Repeat the entries below word for word, though any picture in them should be dropped.

-- Extracted entries --
::::::::::
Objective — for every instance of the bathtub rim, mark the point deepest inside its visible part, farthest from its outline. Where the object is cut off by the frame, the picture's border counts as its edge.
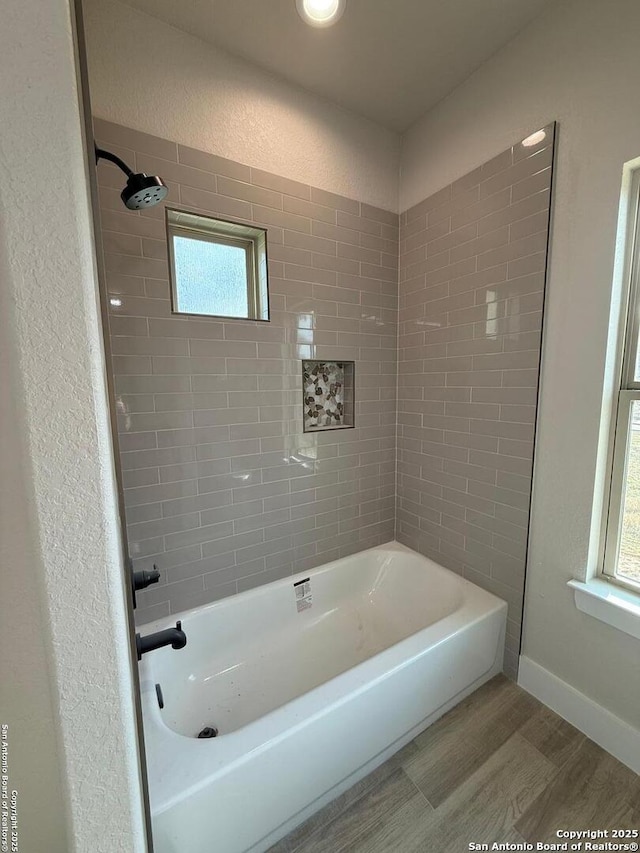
(169, 751)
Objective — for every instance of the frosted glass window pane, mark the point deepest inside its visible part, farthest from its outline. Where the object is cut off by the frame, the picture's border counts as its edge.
(211, 278)
(629, 556)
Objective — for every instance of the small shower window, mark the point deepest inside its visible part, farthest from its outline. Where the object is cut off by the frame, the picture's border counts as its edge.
(218, 268)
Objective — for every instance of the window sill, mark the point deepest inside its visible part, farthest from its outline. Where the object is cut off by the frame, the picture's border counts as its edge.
(609, 603)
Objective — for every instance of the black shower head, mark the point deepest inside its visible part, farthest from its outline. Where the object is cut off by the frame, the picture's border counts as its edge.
(141, 190)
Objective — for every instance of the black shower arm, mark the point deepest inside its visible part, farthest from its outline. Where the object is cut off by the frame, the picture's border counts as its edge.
(101, 154)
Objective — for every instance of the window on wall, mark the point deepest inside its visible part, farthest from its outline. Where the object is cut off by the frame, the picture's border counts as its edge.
(622, 546)
(218, 268)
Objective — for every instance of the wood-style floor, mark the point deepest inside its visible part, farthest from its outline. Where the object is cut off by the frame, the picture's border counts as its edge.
(499, 767)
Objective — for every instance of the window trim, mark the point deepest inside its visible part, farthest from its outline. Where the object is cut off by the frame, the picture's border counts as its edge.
(628, 390)
(252, 238)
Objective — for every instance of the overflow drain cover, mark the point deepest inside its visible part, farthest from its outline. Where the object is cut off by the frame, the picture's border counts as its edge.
(208, 731)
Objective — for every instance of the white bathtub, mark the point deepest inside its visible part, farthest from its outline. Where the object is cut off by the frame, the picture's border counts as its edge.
(307, 699)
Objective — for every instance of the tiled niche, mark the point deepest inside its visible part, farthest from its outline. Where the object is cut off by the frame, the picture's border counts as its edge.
(327, 395)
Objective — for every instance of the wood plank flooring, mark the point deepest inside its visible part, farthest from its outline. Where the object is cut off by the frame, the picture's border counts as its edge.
(499, 767)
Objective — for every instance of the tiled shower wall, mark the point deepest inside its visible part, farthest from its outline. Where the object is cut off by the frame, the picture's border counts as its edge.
(223, 490)
(472, 276)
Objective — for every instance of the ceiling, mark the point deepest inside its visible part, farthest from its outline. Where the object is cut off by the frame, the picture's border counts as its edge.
(387, 60)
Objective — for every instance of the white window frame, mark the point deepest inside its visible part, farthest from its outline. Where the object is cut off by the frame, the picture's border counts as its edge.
(209, 229)
(628, 392)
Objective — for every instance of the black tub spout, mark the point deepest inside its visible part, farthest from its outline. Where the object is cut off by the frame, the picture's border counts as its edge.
(174, 637)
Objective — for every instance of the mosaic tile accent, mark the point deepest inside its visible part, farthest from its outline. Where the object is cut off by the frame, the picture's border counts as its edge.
(327, 394)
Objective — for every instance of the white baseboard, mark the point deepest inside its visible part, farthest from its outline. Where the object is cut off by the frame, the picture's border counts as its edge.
(608, 731)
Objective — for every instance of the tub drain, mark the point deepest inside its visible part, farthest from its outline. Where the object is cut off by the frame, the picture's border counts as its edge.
(208, 731)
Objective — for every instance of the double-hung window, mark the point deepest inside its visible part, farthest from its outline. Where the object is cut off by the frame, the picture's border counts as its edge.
(622, 546)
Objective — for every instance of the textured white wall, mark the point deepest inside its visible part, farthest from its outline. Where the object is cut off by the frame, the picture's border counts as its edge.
(69, 701)
(578, 64)
(150, 76)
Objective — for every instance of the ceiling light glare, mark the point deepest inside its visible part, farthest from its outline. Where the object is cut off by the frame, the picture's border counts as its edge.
(535, 139)
(320, 13)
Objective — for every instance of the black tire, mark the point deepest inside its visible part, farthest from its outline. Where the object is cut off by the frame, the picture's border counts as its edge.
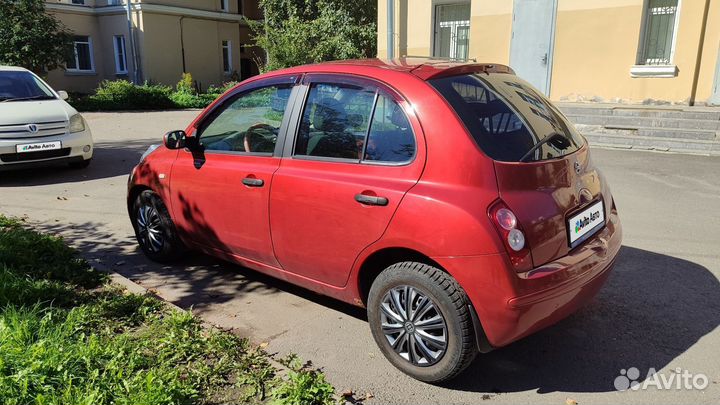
(82, 164)
(451, 301)
(166, 246)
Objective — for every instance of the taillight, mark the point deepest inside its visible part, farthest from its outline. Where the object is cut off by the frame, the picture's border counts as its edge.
(511, 233)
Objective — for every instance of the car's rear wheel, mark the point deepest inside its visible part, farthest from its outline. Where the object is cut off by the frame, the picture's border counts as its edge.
(154, 229)
(420, 319)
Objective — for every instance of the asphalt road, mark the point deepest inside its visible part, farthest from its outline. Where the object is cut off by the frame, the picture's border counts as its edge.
(660, 308)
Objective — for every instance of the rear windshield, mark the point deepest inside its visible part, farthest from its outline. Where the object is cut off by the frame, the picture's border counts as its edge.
(509, 120)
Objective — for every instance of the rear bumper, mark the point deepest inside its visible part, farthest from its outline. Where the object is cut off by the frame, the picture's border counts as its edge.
(73, 144)
(510, 305)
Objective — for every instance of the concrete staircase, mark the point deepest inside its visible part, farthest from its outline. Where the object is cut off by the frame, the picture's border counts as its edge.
(663, 128)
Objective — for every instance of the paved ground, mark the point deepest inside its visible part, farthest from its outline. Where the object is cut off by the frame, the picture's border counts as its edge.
(660, 308)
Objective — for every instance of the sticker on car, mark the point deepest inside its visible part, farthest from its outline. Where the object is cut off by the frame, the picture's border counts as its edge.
(585, 223)
(38, 147)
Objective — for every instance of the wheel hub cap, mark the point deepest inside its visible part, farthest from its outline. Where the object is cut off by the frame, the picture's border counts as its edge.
(413, 325)
(149, 228)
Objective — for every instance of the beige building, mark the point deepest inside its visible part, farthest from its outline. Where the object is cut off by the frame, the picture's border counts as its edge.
(207, 38)
(593, 50)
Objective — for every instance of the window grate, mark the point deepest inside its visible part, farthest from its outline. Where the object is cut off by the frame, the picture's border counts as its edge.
(659, 32)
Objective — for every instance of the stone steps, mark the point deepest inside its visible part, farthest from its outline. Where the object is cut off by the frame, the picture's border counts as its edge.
(663, 128)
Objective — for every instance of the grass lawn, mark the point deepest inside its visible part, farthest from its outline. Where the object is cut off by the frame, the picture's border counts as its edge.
(69, 337)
::::::::::
-- Exercise response --
Objective — for every instance of the bathtub rim, mark the point deepest inside its visible part, farthest from its outline. Where the object is cut off by the frame, the picture's border counts as its edge.
(169, 751)
Objective — for every instance of the frosted glass window pane, mark the point deepest inside its visible part, farthest from its outline. Where the object is cut off by the frame, the picture's border counts as its edge.
(211, 278)
(629, 556)
Objective — for every instance of the small shower window, mark the point deepest inside its visible part, farthest from its outline. Where the object is cut off by the frame, the picture's border counts as its edge.
(218, 268)
Objective — for every instance of the window sill, mark the point deepest inside its visible part, farthest from its outline. Where the object is cut off by the frame, the picture's border counts as its edge.
(609, 603)
Objective — for every instance of the black shower head, mark the point deepest inside its visible part, farthest from its outline. Where the object is cut off by the frame, the picture's border counts as its edge.
(141, 190)
Objective — for every instance of the black shower arm, mark the point deepest inside its visible part, farthest from its outline. Where the object is cut off by the frame, the picture's border counts as its edge.
(101, 154)
Objective — for every instance of the window on wall, mark the point deepest inside its visible part, farthest from its outline. Where the object is cut off by the frame, the picture's border counts as its edge.
(622, 546)
(218, 268)
Objective — for every instance of the wood-style floor, mark the point deepest inside its visible part, farthest from its outline. Where the object is cut off by the frame, the picture's border counts as its edge.
(499, 767)
Objective — for every instance of the window trim, mark the point deepest inside its visible part, farthest from its outline. Where the object is cut off by the frame, the picture's border counts as its edge.
(628, 390)
(252, 238)
Objective — for every instance of the overflow drain cover, mark the point deepest inside its visible part, farthest from its outline. Where the object is cut off by the frame, the picture's border counts as its edge.
(208, 731)
Objective — for every instance of the white bathtub, mark the point deepest inside its visible part, farthest from its outline. Where the object is cut off by the frame, the picture's border counts as its edge.
(307, 699)
Objective — for every instance of the tiled niche, mark the point deepest inside its visible part, farthest from its outline. Where the object is cut off by the frame, the picture's border counts as its edge.
(327, 395)
Objective — for every instance of the wood plank flooring, mark the point deepest inside its visible part, farthest from its outline. Where the object is cut off by the frame, the picture's border counts as its edge.
(499, 767)
Objective — for every instance of the tiled shower wall, mark the point deepest inside its visible part, farthest from its outline. Where the object is cut off by the frame, the picture's border counts as its edge.
(223, 490)
(472, 276)
Objective — for every instance of the ceiling, mark the point deepest inside its visible part, farthest from its outline. Where the object is cut off by the frame, the picture's border counts as its edge.
(387, 60)
Objective — for every instance of the white window frame, mark the point deepest inside its visible part, farthest from its outline. Where the object is cut off by the frame, the picture's border counts as its edge.
(209, 229)
(628, 392)
Objective — for every instance of the black tub spout, mark the point deepest inside its visible part, farthest from its outline. Where the object is cut off by the frame, the picture's border counts as its edge.
(174, 637)
Objective — for every instance of the mosaic tile accent, mark the point deepest inside its visible part, farthest from its outline. Where the object is cut off by the frame, the picture's border counts as its edge.
(327, 394)
Objective — for every instance of the white baseboard, mark the point deepest inside its visible part, farthest from its outline. Where the object is cut off by the frame, the picture's border counts as its edge.
(608, 731)
Objective — for every instance of the tub drain, mark the point deepest inside its visible part, farthest from its outline. Where the object is cut off by the frame, the picture's border counts as its edge.
(208, 731)
Objective — for every instance of the double-hung window, mark the point deepest inside its visible part, farthest from its outline. Where the object is cut off by the frame, the picture's border counts as its edge.
(622, 546)
Objective — for every instance of the textured white wall, mark the point deepest inside its visible part, farthest from its outline. Where the object is cut off by the frame, the picture's border counts as its edge.
(69, 701)
(578, 64)
(150, 76)
Objective — for every instance of the ceiling light glare, mark the point deepest inside its visible part, farthest from its outline. Where the object is cut off by the frame, the picture's border counts as its edge.
(535, 139)
(320, 13)
Objective — for every instance of the black tire, mark the point deepest inside its visible part, farthest from its outline. Where the object is cut off by the frame, the picture's border counts as its edge.
(82, 164)
(451, 301)
(166, 246)
Objective — for every instance of the taillight, mark the point deepest inside its visible part, farthest from its outline. Where the object is cut off by the frame, the picture's border counts as its edge.
(511, 233)
Objective — for every instance of the car's rear wheel, mark the point deepest inside its visible part, farthest from its outline. Where the object is cut off by the frame, the picture's border counts as its edge.
(154, 229)
(420, 319)
Objective — for every instance of the asphalt road, mark the point deepest inside its visible part, farthest from its outline. Where the object is cut off by the frame, the picture's border counts as its edge.
(660, 308)
Objective — for every instance of the rear windshield, mark the point deepest inside its visible part, farthest from its outline. Where the object is cut off by the frame, the picture's border counts as its edge.
(509, 120)
Objective — for every instance of the rear bumper, mark the point deepest inside its visible part, farthest from its outline. Where the object is cut off by the frame, the picture's border counts as its edge.
(73, 144)
(510, 305)
Objective — for every instance of the concrete staircase, mark the point deepest inside its visible part, farthest from its outline. Where the object is cut off by the frame, the picture's border counts as its edge.
(663, 128)
Objective — for every instance of the paved ground, mark the point deepest inside its visible part, farthest from its outline. Where the object is cut off by the frame, the picture's border counts as its edge.
(660, 308)
Objective — for every instance of the sticker on car, mark the point deepest inside its visible part, farthest from its outline. Where the object is cut off by the frame, the picture's border counts as its edge.
(585, 223)
(38, 147)
Objective — for every instance of the wheel hub cap, mark the point deepest inside its visible part, farthest from its outline. Where the object is cut off by the frame, the picture's border counts as its edge.
(413, 325)
(149, 228)
Objective — for every instance of the beige building, mark the point deepest inside its visible part, farthest from its outline. Where the object is cut off by the frame, the picture's border counts as its edge.
(207, 38)
(593, 50)
Objective — for every instance of the window grate, mark the point deepest inside its visible part, farthest from its outline. Where the object is cut off by the frame, the picture's border counts as its edge.
(659, 32)
Objective — for every instance of the stone steps, mark the point deepest inside its visible part, farthest from its outline. Where the object is cut off by the frame, the picture's border counts as its edge.
(663, 128)
Objective — for every instance of the grass lawn, mark the point deepest inside its visible part, farthest from its outline. Where the object is cut off by the frame, the picture's border counts as its edge.
(69, 337)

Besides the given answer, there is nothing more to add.